- _Quoted passage_:
>>>

Callum Osmand

Personal information
- Full name: Callum James Osmand
- Date of birth: 8 November 2005 (age 20)
- Place of birth: Jersey, Channel Islands
- Height: 5 ft 10 in (1.78 m)
- Position: Forward

Team information
- Current team: Celtic
- Number: 19

Youth career
- Grouville
- 2019–2025: Fulham

Senior career*
- Years: Team / Apps / (Gls)
- 2025–: Celtic / 4 / (1)

International career
- 2021: Wales U16 / 1 / (1)
- 2021: Wales U17 / 4 / (1)

= Callum Osmand =

Jèrriais footballer (born 2005)

Callum James Osmand (born 8 November 2005) is a professional footballer who plays as a forward for Scottish Premiership club Celtic. A former youth international for Wales, he is only eligible to represent England at senior level due to a rule change concerning players from the Channel Islands.

==Club career==
===Fulham===
Osmand signed with Premier League club Fulham at youth and development level in 2018, at the age of 13, following time playing in Jersey for Grouville, before signing his first professional contract in June 2023.

===Celtic===
On 30 June 2025, Osmand signed a four-year contract with Celtic. He cited the club's "winning mentality" as a reason for joining. Manager Brendan Rodgers said, "We are really pleased to bring Callum to Celtic. He is a highly-rated, talented young player. He has some real attributes. He's a quick and powerful striker and I'm really looking forward to working with him. I'm sure he can be really successful with us".

<<<

Source data:
>>>

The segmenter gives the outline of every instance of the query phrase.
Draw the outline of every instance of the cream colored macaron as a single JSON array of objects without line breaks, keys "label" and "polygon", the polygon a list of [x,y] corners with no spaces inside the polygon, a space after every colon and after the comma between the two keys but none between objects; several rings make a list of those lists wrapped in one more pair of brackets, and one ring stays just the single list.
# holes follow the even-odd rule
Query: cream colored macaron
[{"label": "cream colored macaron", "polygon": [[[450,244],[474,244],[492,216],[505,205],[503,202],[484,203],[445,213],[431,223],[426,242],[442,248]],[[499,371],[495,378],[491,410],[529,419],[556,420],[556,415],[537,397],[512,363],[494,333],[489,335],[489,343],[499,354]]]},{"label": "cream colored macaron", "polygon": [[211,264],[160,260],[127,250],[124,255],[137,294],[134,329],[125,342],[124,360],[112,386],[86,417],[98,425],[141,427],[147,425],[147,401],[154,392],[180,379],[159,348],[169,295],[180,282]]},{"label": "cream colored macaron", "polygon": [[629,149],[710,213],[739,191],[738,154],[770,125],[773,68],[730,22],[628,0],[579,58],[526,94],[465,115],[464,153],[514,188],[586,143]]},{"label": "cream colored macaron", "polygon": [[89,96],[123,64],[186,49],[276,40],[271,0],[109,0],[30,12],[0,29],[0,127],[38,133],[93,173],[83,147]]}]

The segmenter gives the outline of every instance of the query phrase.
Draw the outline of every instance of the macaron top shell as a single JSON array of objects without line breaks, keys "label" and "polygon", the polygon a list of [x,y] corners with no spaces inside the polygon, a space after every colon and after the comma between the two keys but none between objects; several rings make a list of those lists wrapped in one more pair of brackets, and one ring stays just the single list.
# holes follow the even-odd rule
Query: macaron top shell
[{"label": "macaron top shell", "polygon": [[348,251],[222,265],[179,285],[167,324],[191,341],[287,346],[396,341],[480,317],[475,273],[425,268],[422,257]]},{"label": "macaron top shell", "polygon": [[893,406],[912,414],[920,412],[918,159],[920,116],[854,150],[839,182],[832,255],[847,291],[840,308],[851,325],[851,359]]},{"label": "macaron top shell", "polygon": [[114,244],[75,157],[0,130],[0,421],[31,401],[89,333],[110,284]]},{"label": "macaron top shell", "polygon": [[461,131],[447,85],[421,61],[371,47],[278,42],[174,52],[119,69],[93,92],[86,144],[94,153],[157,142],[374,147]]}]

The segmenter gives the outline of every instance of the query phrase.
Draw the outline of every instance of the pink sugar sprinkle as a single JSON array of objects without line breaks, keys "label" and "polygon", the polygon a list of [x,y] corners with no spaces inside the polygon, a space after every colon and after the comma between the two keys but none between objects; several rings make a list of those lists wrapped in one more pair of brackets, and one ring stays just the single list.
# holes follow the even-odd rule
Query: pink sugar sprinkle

<<<

- _Written instruction 1_:
In the Callum Osmand article, how long is the contract Osmand signed with Celtic on 30 June 2025?
- _Written instruction 2_:
Please quote the Callum Osmand article, starting at the words "- Place of birth: Jersey, Channel" and ending after the words "Apps / (Gls)".

- _Task solution 1_:
Four years.

- _Task solution 2_:
- Place of birth: Jersey, Channel Islands
- Height: 5 ft 10 in (1.78 m)
- Position: Forward

Team information
- Current team: Celtic
- Number: 19

Youth career
- Grouville
- 2019–2025: Fulham

Senior career*
- Years: Team / Apps / (Gls)